Impact of long-term care facility residence on the antibiotic resistance of urinary tract Escherichia coli and Klebsiella

Background: Long-term care facilities (LTCFs) are thought to be important reservoirs of antimicrobial-resistant (AMR) bacteria; however, there is no routine surveillance of resistance in LTCF residents, or large population-based studies comparing AMR in LTCFs with the community, so the relative burden of AMR in LTCFs remains unknown.

Objectives: To compare the frequency of antibiotic resistance of urinary tract bacteria from residents of LTCFs for the elderly and adults aged 70 years or older living in the community.

Methods: Positive urine specimens reported to any diagnostic microbiology laboratory in the West Midlands region (England) from 1 April 2010 to 31 March 2014 collected from individuals aged 70 years or older were analysed. The resistance of Escherichia coli and Klebsiella to trimethoprim, nitrofurantoin, third-generation cephalosporins and ciprofloxacin and the rate of laboratory-confirmed E. coli and Klebsiella urinary tract infection (UTI) were assessed in LTCF residents and in the community.

## Point-per-instance localization data
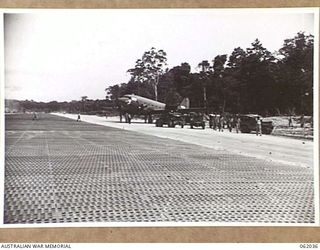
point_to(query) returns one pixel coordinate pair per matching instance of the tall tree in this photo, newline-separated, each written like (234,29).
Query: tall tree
(295,73)
(149,68)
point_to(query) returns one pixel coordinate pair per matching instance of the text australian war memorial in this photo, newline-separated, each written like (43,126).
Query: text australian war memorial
(214,168)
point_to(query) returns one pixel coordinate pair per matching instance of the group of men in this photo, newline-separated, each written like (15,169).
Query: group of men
(219,122)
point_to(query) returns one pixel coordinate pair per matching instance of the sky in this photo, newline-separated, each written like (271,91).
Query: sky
(65,54)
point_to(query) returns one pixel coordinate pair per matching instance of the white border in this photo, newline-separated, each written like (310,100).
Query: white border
(314,11)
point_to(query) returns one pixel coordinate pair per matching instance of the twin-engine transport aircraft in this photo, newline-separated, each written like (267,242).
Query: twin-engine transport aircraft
(130,105)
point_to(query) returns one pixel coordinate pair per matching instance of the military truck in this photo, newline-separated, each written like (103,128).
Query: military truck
(248,124)
(171,119)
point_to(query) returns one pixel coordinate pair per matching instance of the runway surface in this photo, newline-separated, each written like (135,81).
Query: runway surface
(60,170)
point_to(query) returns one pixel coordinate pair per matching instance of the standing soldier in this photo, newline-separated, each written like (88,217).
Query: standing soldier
(290,121)
(302,121)
(238,123)
(258,126)
(221,123)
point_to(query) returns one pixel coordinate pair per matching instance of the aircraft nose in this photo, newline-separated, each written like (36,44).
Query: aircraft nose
(124,100)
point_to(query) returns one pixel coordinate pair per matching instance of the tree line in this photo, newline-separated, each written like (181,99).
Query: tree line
(251,80)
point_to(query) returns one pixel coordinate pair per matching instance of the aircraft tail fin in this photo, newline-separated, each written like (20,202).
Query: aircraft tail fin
(185,104)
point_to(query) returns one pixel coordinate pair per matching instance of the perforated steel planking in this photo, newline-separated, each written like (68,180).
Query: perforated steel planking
(60,171)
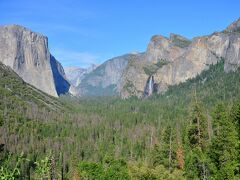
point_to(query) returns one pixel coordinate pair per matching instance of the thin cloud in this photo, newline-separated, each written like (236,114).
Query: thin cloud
(73,58)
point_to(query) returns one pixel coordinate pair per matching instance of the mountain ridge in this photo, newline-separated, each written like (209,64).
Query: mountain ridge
(170,60)
(27,53)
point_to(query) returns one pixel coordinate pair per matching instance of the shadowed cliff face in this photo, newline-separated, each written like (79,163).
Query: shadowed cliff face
(185,59)
(61,84)
(27,53)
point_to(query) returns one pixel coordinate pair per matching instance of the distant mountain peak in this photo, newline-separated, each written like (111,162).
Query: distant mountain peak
(234,27)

## EXERCISE AIM
According to the abstract on urinary tract bacteria in long-term care facilities, why is the relative burden of antimicrobial resistance in these facilities still unknown? Answer in one to three sentences.

## WRITTEN SOLUTION
It is unknown because there is no routine surveillance of resistance in residents of long-term care facilities. There are also no large population-based studies comparing antimicrobial resistance in these facilities with the community.